***** Input rows

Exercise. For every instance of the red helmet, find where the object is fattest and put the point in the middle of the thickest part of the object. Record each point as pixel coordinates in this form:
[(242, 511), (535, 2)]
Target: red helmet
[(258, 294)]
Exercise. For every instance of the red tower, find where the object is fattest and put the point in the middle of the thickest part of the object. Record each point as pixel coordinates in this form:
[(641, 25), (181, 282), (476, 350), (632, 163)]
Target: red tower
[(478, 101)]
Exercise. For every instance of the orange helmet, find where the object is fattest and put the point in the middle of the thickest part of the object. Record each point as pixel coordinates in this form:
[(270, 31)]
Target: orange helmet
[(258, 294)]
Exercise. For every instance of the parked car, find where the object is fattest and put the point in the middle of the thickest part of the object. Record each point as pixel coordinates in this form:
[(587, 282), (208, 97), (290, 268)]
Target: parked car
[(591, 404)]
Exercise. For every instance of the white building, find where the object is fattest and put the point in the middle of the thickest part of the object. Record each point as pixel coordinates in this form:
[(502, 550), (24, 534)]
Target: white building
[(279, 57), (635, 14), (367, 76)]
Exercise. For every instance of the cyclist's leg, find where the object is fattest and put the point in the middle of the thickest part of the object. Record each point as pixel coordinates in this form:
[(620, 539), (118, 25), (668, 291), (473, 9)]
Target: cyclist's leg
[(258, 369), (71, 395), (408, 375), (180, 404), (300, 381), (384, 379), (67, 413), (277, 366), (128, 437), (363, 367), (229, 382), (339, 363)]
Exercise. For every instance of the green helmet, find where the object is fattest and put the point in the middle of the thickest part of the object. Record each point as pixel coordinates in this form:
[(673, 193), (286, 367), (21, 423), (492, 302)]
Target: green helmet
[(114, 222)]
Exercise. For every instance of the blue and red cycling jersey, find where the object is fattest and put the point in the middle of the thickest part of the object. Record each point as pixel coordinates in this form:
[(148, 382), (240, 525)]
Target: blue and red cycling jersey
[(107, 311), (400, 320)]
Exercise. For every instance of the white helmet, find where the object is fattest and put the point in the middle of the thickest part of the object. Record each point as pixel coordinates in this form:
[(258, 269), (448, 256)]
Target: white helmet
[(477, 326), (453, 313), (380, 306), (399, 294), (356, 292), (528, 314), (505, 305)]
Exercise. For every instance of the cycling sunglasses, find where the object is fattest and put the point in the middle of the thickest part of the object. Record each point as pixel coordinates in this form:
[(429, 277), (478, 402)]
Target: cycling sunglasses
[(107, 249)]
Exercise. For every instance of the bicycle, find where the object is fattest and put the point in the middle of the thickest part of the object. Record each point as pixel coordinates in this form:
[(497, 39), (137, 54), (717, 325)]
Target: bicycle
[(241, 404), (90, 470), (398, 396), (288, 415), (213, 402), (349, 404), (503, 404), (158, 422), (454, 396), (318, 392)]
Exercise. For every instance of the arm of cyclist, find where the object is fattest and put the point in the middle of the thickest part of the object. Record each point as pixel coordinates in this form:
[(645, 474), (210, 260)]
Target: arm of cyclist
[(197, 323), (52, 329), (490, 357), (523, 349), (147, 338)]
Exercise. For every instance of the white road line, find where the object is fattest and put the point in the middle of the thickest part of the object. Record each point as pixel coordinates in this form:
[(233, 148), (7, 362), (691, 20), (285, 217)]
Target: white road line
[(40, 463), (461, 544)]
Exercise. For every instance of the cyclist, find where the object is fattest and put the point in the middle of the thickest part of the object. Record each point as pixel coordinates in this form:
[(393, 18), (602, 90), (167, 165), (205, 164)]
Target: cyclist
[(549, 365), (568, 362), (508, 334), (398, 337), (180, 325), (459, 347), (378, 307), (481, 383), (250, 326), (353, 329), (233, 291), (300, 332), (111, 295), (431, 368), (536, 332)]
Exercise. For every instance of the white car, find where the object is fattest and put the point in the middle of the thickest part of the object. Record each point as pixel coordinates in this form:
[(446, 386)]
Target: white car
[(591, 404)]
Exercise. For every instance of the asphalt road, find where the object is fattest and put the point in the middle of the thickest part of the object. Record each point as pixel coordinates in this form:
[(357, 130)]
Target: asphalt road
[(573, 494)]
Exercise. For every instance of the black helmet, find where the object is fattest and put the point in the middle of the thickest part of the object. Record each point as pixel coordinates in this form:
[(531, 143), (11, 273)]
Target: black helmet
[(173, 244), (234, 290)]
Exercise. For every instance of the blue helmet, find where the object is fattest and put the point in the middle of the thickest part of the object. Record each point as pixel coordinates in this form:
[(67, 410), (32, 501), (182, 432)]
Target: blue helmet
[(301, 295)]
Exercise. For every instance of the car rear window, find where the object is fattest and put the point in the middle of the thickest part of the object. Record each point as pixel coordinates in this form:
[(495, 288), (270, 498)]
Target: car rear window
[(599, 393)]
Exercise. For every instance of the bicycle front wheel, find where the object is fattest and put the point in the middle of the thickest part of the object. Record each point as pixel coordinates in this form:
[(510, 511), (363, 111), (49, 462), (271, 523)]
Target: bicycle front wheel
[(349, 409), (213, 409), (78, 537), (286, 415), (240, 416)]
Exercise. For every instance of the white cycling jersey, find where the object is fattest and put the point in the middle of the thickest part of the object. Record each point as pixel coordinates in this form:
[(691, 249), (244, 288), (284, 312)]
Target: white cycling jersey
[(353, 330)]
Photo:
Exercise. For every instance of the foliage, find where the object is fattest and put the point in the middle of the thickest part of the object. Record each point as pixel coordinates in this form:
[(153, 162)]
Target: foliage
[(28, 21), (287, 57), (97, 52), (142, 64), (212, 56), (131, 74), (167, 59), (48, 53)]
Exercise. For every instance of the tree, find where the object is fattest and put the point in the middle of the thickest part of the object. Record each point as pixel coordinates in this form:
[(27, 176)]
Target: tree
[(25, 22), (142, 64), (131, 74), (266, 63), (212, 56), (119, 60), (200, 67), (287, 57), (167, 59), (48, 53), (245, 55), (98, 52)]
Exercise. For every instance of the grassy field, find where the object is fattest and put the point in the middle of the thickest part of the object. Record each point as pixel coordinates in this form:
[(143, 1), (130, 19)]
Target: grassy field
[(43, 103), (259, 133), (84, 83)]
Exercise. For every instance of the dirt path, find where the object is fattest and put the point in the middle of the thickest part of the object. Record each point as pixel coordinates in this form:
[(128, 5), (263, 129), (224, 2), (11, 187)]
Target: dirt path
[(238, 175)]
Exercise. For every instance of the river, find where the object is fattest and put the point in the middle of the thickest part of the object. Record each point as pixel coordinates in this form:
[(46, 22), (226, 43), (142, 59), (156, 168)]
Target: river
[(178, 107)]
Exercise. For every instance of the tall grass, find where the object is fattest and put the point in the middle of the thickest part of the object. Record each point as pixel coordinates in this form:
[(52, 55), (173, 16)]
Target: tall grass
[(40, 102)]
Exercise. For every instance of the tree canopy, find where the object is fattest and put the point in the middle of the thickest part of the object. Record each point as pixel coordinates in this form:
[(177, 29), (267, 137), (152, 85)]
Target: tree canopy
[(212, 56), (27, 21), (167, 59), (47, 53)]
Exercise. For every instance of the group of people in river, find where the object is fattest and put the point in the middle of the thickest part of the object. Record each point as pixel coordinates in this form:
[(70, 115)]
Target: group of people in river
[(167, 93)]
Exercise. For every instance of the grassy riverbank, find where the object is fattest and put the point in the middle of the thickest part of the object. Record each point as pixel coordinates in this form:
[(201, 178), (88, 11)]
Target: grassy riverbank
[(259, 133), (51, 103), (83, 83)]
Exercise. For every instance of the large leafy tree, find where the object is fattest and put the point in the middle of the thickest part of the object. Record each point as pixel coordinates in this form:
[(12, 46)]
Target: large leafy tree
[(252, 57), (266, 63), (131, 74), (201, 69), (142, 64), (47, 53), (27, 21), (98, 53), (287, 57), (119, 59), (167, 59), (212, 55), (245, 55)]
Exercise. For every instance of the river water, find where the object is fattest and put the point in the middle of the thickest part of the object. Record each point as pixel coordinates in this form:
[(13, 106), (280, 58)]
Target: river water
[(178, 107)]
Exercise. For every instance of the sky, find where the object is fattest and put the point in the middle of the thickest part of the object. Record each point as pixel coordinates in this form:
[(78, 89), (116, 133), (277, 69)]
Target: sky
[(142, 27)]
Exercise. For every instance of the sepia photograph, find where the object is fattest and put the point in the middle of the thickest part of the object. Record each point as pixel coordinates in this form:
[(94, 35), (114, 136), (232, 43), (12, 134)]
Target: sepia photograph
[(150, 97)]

**********
***** Input rows

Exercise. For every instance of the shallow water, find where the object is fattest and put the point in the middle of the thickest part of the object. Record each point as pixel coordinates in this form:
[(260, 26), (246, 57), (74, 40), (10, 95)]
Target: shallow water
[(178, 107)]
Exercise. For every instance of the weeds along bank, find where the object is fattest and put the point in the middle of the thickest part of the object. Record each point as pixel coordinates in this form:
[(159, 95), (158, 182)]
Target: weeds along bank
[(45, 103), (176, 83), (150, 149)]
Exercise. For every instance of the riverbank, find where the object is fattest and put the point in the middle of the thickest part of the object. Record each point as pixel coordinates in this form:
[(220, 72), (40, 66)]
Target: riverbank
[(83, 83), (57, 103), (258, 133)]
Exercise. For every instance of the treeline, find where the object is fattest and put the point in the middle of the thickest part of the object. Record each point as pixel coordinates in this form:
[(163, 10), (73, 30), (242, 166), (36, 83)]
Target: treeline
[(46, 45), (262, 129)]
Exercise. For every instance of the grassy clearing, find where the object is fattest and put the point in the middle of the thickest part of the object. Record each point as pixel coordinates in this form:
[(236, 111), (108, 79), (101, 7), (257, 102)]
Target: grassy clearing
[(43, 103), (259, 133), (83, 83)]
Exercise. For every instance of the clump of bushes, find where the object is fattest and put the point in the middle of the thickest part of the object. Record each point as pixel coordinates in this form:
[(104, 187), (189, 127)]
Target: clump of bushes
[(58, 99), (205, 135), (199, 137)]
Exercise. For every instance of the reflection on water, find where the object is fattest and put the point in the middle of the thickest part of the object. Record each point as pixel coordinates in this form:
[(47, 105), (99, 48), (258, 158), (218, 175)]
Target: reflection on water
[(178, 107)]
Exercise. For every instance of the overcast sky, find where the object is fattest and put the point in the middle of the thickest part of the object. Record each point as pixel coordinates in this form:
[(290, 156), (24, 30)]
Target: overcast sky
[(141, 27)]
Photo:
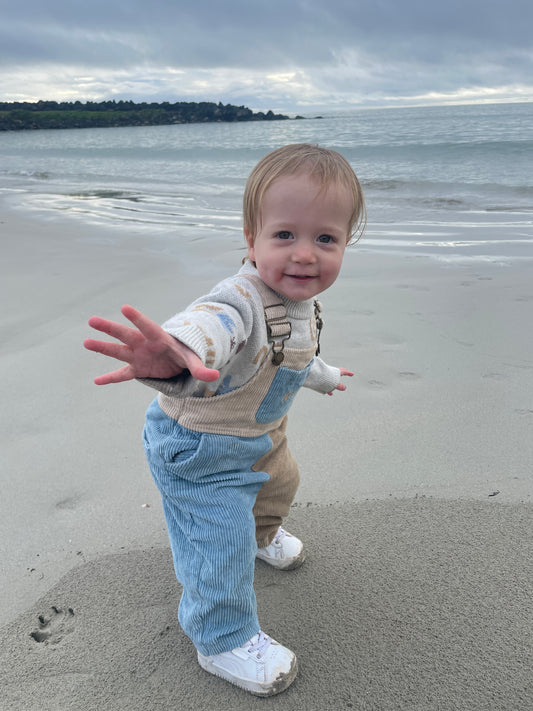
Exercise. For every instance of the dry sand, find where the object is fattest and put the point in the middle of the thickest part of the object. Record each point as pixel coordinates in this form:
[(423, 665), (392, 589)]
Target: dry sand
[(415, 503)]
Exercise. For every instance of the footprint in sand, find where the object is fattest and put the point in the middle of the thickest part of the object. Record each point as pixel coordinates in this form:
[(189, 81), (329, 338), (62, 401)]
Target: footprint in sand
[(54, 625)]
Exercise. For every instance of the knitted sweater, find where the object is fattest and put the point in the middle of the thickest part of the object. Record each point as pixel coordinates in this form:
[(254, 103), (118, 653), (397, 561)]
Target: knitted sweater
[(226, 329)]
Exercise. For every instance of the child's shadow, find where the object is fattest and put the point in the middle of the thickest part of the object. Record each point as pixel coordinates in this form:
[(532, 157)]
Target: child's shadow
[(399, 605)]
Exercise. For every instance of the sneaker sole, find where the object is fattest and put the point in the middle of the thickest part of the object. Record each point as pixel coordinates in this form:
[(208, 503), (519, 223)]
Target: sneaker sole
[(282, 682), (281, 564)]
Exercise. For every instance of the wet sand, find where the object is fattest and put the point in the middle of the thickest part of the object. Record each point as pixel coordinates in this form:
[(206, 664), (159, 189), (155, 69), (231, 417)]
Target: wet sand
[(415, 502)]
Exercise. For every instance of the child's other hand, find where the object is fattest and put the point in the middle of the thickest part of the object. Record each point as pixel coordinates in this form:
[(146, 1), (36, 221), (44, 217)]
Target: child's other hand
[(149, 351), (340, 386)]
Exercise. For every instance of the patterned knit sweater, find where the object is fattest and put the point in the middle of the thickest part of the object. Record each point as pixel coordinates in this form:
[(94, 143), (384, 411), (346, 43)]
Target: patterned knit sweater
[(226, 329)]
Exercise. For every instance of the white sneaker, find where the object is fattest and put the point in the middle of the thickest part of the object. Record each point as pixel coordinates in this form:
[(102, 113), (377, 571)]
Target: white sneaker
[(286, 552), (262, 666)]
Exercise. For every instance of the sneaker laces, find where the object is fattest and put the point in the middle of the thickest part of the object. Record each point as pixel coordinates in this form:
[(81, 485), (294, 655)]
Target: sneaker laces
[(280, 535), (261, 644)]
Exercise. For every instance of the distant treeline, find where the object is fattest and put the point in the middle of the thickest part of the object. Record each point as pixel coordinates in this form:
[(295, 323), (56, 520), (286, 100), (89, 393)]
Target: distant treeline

**********
***** Input rows

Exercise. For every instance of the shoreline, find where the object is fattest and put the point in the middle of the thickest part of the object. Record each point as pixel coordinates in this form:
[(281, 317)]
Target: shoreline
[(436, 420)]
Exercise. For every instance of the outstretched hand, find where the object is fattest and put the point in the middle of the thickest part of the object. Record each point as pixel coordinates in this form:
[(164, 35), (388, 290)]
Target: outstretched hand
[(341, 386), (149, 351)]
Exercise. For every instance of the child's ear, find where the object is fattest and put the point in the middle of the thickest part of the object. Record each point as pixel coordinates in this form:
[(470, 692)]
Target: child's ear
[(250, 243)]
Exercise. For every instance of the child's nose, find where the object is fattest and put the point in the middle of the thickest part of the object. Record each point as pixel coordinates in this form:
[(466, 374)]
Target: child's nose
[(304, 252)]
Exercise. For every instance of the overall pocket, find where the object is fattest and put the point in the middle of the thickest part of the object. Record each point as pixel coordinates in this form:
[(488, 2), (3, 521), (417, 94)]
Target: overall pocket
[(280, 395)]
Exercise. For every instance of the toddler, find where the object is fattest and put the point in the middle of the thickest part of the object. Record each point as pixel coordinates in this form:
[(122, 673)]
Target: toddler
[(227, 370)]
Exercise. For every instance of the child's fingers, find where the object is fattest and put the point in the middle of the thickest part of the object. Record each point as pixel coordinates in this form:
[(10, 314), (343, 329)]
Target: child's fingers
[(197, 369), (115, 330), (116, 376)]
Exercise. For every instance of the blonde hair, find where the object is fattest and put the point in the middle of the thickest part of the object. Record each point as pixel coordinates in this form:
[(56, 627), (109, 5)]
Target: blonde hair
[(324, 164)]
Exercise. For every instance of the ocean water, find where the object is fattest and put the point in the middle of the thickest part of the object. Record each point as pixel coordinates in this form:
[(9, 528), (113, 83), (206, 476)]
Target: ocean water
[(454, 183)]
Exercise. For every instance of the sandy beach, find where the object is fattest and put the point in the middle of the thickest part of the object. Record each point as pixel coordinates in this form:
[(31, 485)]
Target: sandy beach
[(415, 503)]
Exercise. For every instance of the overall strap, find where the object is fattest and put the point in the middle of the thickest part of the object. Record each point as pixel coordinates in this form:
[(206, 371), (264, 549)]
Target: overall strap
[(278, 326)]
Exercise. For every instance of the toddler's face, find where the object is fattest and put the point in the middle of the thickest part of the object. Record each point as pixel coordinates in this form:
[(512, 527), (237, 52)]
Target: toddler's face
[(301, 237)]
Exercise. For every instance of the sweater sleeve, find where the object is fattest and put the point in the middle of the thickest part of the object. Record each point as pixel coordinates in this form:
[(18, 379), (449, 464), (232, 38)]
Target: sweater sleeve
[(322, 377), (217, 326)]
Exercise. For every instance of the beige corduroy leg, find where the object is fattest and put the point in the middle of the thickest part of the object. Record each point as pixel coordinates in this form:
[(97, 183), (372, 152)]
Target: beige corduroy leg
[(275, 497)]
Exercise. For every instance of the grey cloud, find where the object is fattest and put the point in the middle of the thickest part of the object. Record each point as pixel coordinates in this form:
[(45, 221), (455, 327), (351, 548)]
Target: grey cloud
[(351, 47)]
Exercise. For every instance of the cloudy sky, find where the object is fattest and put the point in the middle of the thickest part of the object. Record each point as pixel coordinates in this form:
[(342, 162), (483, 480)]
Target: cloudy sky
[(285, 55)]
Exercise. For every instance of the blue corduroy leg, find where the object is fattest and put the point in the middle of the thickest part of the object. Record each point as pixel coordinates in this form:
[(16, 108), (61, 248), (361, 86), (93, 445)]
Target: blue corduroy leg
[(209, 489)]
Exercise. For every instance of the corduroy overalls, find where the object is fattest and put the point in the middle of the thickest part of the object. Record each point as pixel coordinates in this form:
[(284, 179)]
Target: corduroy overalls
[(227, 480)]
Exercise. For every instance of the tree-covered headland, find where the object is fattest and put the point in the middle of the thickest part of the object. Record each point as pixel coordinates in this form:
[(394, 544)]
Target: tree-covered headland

**********

> _Given exercise_: Reproduce the listing word for word, from the line holding "Exercise. For every instance of the reflection" through the line holding "[(415, 502)]", including both of those lines. Leave any pictures out.

> _Response to this exercise_:
Exercise. For every instance of the reflection on water, find where the object is fattest and put the point in the middle of the thickest part of the object. Record each point as pixel coordinates in this form:
[(47, 105), (99, 48), (258, 158), (218, 175)]
Target: reflection on water
[(178, 107)]
Exercise. For every instance of the overcast sky, find where the object is fattest and put the point in the middle of the thickest part of the object. Record each point as pixel coordinates in this form:
[(290, 156), (24, 30)]
Target: overcast sky
[(141, 27)]
Photo:
Exercise. For every instance of the dry sand, find where the object is fattest and put the point in the middle of the thickest part of the object. Record each point as pixel coordinates in this form:
[(423, 665), (392, 589)]
Target: dry sand
[(415, 503)]
Exercise. For every instance of the footprint in sand, find where the object is fattest and put the point in the middle of the thickest part of the object. Record each point as pixel coordinates in this form:
[(189, 81), (329, 338), (62, 401)]
Target: footprint in sand
[(54, 625)]
Exercise. For every instance of the knitted sweater, find where the object is fattest and put the point in the middle of the thickest part of the object. Record each point as pixel coordinates in this form:
[(254, 103), (118, 653), (397, 561)]
Target: knitted sweater
[(226, 329)]
Exercise. For every instance of the child's shadow, find where the object is fattest and put the point in the middle of the thickest part of the object. Record each point as pixel coordinates in this form:
[(532, 157)]
Target: child's shadow
[(399, 605)]
Exercise. For every instance of the sneaker sole, find where the object is fattest and put the point in the middle of the thickest part of the object. Record each point as pixel coordinates in this form:
[(208, 503), (519, 223)]
Target: sneaker sole
[(282, 682), (281, 564)]
Exercise. For every instance of the wet sand, find where the object is fattest and put the point in the middle of the thickest part of the object. Record each point as pixel coordinates in this form:
[(206, 664), (159, 189), (155, 69), (231, 417)]
Target: wet sand
[(415, 502)]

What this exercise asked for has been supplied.